#### [Task objective]
From the passage on Olympic education, list the subjects the writer thinks Physical Education students in universities and teacher training colleges should be educated about.

## START Source document

Many of my fellow students have talked about Olympic Education and education though Sport. I think it is important that we educate the Physical Education students in Universities and teacher training colleges about the development of the Modern Olympic Games, The Olympic Movement and Olympism. However, I think we must be very careful in the way we present it. I do agree with the values of Olympism, but I think there are many different words that are equally persuasive in describing the values of sport. From my point of view, Coubertin’s Olympism is a wonderful avenue in which to describe the intrinsic and practical values inherent in sport by using one word. This is not to suggest that we should promote Olympism as a religion. As I mention later in the review, sport can be used an useful tool but this does not suggest that sport is a form of religion.

In my opinion, it is very important to teach children the values of sport. I am of that view that while participating in sports you learn how to interact with others – a skill that will also help you outside the realms of the sports field. This is one of the practical values of sport, a value which Sigmund Loland describes in Norwegian as nytteværdi. Here, Loland suggests that the game itself does not have any major importance for everyday life. It is the practical values that derive from participation in sport which are beneficial both in the context of education and how people interact in society. The result of a sporting contest itself do not affect everyday life in a society. Apart the social and psychological advantages of sport, there are also physiological benefits which are deemed very important especially in the Western world. In my opinion, Olympic Education should not only consider the history of the Olympic Games and Olympism, It should also include physiology as well.

## END Source document
## START Given material

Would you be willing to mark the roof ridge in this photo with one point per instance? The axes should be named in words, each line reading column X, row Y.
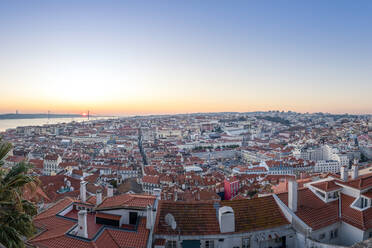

## END Given material

#### [Task answer]
- The development of the Modern Olympic Games
- The Olympic Movement
- Olympism